Copy out all of the records below, swapping "integer pairs" for "whole-number pairs" wherever it occurs and leaving every other word unchanged.

# Provided information start

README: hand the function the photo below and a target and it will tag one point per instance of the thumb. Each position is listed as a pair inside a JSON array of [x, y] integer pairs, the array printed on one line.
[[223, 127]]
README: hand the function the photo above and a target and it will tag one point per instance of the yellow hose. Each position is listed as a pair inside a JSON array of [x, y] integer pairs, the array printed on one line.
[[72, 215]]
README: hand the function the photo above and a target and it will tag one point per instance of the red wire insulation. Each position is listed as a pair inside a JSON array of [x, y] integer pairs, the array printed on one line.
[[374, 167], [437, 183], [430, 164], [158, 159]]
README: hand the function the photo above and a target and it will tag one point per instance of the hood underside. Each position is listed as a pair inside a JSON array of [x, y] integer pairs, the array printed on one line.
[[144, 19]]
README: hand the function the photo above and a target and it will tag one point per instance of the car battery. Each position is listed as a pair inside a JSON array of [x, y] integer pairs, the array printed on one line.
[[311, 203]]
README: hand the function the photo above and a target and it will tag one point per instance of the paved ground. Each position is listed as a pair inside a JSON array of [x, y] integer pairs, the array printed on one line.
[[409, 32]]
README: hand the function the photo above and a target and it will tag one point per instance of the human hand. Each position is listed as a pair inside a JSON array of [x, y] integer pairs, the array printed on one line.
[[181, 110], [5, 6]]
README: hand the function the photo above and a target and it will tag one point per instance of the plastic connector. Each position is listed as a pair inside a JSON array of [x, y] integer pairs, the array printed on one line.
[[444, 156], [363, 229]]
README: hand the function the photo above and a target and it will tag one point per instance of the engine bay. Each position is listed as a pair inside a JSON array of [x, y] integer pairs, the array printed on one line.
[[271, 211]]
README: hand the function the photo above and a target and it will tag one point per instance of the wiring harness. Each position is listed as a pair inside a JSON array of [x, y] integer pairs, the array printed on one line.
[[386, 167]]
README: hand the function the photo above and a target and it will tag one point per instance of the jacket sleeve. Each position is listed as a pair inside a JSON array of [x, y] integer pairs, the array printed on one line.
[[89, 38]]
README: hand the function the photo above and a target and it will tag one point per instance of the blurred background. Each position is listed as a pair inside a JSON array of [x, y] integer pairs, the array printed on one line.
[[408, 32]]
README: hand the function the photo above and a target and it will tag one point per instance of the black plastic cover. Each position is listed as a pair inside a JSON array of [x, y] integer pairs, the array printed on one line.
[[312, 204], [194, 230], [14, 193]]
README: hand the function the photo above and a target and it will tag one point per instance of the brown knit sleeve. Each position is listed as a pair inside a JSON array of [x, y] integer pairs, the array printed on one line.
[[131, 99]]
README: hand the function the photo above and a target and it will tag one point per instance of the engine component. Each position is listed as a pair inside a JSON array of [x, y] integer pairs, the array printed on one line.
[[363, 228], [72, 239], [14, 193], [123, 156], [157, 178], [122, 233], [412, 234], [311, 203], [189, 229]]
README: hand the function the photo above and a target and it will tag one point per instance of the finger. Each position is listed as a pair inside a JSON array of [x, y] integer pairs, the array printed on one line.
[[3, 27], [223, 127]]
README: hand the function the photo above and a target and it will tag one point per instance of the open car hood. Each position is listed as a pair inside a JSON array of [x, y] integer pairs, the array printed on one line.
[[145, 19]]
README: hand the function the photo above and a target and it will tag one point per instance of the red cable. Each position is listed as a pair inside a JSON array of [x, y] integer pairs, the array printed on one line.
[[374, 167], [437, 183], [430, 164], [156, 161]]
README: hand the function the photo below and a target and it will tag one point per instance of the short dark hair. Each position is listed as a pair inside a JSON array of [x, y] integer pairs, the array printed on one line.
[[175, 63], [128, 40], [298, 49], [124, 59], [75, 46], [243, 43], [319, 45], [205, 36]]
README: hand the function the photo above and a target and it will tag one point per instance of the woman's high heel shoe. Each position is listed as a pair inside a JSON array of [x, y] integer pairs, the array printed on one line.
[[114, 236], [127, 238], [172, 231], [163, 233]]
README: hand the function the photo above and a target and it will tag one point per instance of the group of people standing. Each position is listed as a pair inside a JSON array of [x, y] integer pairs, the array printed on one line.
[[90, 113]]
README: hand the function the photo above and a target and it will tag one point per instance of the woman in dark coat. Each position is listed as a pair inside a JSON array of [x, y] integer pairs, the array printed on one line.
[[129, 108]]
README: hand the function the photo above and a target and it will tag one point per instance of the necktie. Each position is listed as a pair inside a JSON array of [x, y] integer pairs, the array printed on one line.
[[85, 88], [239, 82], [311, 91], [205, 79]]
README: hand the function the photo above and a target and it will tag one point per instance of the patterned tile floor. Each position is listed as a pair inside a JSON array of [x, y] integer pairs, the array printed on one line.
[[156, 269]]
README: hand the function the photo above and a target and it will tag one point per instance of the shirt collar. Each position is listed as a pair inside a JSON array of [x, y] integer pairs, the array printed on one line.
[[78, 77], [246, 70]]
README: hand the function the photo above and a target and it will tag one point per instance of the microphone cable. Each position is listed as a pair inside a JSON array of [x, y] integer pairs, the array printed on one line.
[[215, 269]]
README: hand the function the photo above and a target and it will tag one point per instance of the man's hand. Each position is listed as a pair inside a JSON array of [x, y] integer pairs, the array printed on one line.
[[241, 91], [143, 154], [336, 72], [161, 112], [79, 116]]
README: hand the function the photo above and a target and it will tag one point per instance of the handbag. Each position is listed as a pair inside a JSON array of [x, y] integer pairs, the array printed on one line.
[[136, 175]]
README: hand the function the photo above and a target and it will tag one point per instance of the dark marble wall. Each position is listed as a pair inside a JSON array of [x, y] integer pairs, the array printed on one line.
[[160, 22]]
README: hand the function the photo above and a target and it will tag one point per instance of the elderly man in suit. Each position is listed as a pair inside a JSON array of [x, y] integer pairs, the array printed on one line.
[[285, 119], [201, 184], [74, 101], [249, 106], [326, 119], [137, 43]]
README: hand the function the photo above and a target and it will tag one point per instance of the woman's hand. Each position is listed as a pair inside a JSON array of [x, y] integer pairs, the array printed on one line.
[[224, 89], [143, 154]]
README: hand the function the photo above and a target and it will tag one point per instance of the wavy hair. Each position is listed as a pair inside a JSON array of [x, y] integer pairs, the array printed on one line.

# Provided information end

Answer to the exercise:
README: hand the function the photo below and a target and it will tag one point per instance of the thumb. Each position is listed as a pair inside a JSON array of [x, y] whole-number pairs, the array printed on one line.
[[223, 127]]
README: hand the function the photo above and a target and it will tag one point per instance of the yellow hose. Each position is listed as a pair inside a JSON array of [x, y] whole-number pairs, the array printed on one line.
[[72, 215]]
README: hand the function the photo above and a target and it will tag one point per instance of the red wire insulation. Each position is listed as a pair inside a JSON array of [x, y] whole-number pairs, the array printed on one line.
[[374, 167], [437, 183], [430, 164], [158, 159]]
README: hand the function the photo above and a target and it will tag one point per instance of the hood underside. Each position is listed as a pair inside a JSON array of [x, y] whole-number pairs, the array printed on one line.
[[144, 19]]
README: hand the function the photo above and a target and it will tag one point per instance of the car battery. Each position is listed as a pair inside a JSON array of [x, y] whole-number pairs, the array printed on one line.
[[311, 203]]
README: hand the function the photo above and a target and it will tag one point per instance of the paved ground. Each position is listed as a pair inside a JSON array of [x, y] whole-number pairs, the array printed on one line.
[[409, 32]]
README: hand the function the photo above and a target and it will tag one point per instance of the human hand. Each position is listed as a pair inside a JSON array of [x, y] whole-number pairs, the array printed on one line.
[[181, 110], [5, 6]]
README: hand the function the photo above and a target and it will tag one point per instance of the plastic connector. Each position is listed as a pair inside a JSON array of [x, y] whole-number pairs, the array printed on one line.
[[444, 156], [363, 229]]
README: hand the function the photo above and a target and it will tag one point per instance of the engine bay. Each position is listed as a pair inside a JSON array of [x, y] whole-number pairs, the array printed on one line.
[[271, 211]]
README: hand the function the photo above and a target and it will tag one point per instance of the wiring harness. Each position is listed as a pair inside a JSON array of [x, y] whole-number pairs, the array printed on one line.
[[386, 167]]
README: hand the function the photo above and a target and it will tag one point per instance of the jacket sleeve. Each position is listed as a pair inside a JSON array of [x, y] whole-number pairs, the array printed on one line.
[[89, 38]]
README: hand the function the photo above and a target and it will tag one point per instance of the blurred background. Each position is listed as a pair inside a JSON array of [x, y] whole-number pairs, the array printed on one line.
[[408, 32]]
README: hand the function the photo above and a target and it will tag one point per instance of the black plastic cover. Each position is listed as a pair inside a JSON array of [x, y] whole-number pairs, the array printed on one line.
[[312, 204], [194, 230], [14, 193]]
README: hand the function the photo above and a target and it will tag one point per instance of the brown knit sleeve. Each position is listed as a pair inside a JSON array of [x, y] whole-number pairs, the array printed on one line.
[[131, 99]]
README: hand the function the photo above and a target and it will tag one point per instance of the engine component. Each position is listed as a pair inside a JSON array of [x, y] whole-number pairs, the array printed on one line.
[[363, 228], [72, 239], [14, 193], [123, 156], [157, 178], [122, 233], [412, 234], [311, 203], [189, 229]]
README: hand the function the photo above and a target and it will tag one point per instance of the finger. Each position is listed as a pair inside a JSON array of [x, y] whole-number pairs, the array printed on one line.
[[3, 27], [223, 127]]
README: hand the function the photo above and a target and it will tag one point per instance of the open car hood. Each position is listed as a pair inside a JSON array of [x, y] whole-number pairs, the array printed on one line.
[[145, 19]]
README: hand the function the photo above and a target and it will tag one point per instance of the red cable. Each position is listed as a pair inside a JSON array of [x, y] whole-number pairs, the array printed on one line.
[[374, 167], [437, 183], [430, 164], [156, 161]]
README: hand the function the photo below and a target and it will tag one point per instance of the short dark hair. Each position is listed as a pair inside a JSON array of [x, y] whole-number pairs, the array printed on one line.
[[175, 63], [128, 40], [298, 49], [124, 59], [75, 46], [243, 43], [319, 45], [205, 36]]
README: hand the function the photo above and a target and it will tag one point per instance of the woman's high heel shoe. Each position is listed as a pair inside a JSON array of [x, y] whole-number pairs, the array printed on one line.
[[114, 236], [127, 238], [172, 231], [163, 233]]
README: hand the function the photo above and a target and it will tag one point per instance of the group of people standing. Each position is listed as a pair inside a JSON array of [x, y] whole-number pairs, the array printed on one line.
[[90, 113]]
README: hand the function the photo above and a target and it will tag one point per instance of the woman in dark coat. Each position is listed as a pair inside a JSON array of [x, y] whole-number pairs, the array printed on one line.
[[129, 108]]
README: hand the function the photo above and a target and it will tag one point per instance of the necktie. Each position is listed as a pair inside a JSON array of [x, y] whole-number pairs, the array printed on one line.
[[85, 88], [239, 82], [311, 91], [205, 79]]
README: hand the function the photo above and a target and it will tag one point per instance of the patterned tile floor. Each position is listed as a pair inside a JSON array of [x, y] whole-number pairs, the array printed on one line.
[[156, 269]]
README: hand the function the photo above and a target and it will tag one point per instance of the shirt collar. Each position is listed as a pair inside a JSON array of [x, y] whole-number pairs, the array printed on one line.
[[78, 77], [246, 70]]
README: hand the function the photo above and a target and it will tag one point per instance of the microphone cable. Each position is listed as a pair inside a JSON array of [x, y] whole-number pairs, the array printed on one line.
[[215, 269]]
README: hand the function the photo above and a target and it will tag one point per instance of the man's hand. Each position is listed as a pair inside a JSON array of [x, y] whole-number pairs, the array printed on one line.
[[241, 91], [143, 154], [336, 72], [161, 112], [79, 116]]
README: hand the function the photo above and a target and it will tag one point per instance of the handbag. Each position is listed as a pair inside a JSON array of [x, y] whole-number pairs, the array printed on one line.
[[136, 175]]
README: hand the function the photo above and a target and it will tag one point per instance of the dark marble wall. Each position is listed as a pair inside a JSON array of [x, y] whole-number pairs, the array printed on one line.
[[160, 22]]
README: hand the function the photo above and a target and it will tag one point per instance of the elderly man in suit. Each position is listed as a pair inside a JSON array of [x, y] whole-number pairs, the array printed on one line.
[[285, 119], [201, 184], [74, 101], [249, 106], [326, 119], [137, 43]]
README: hand the function the photo above and a target and it will tag one point per instance of the woman's hand. Each position is listed as a pair inside a JSON array of [x, y] whole-number pairs, the array printed on one line.
[[224, 89], [143, 154]]
README: hand the function the photo above and a target and it will tag one point per instance of the wavy hair. Each position is listed as a pair inside a JSON array of [x, y] whole-number pairs, the array printed on one line.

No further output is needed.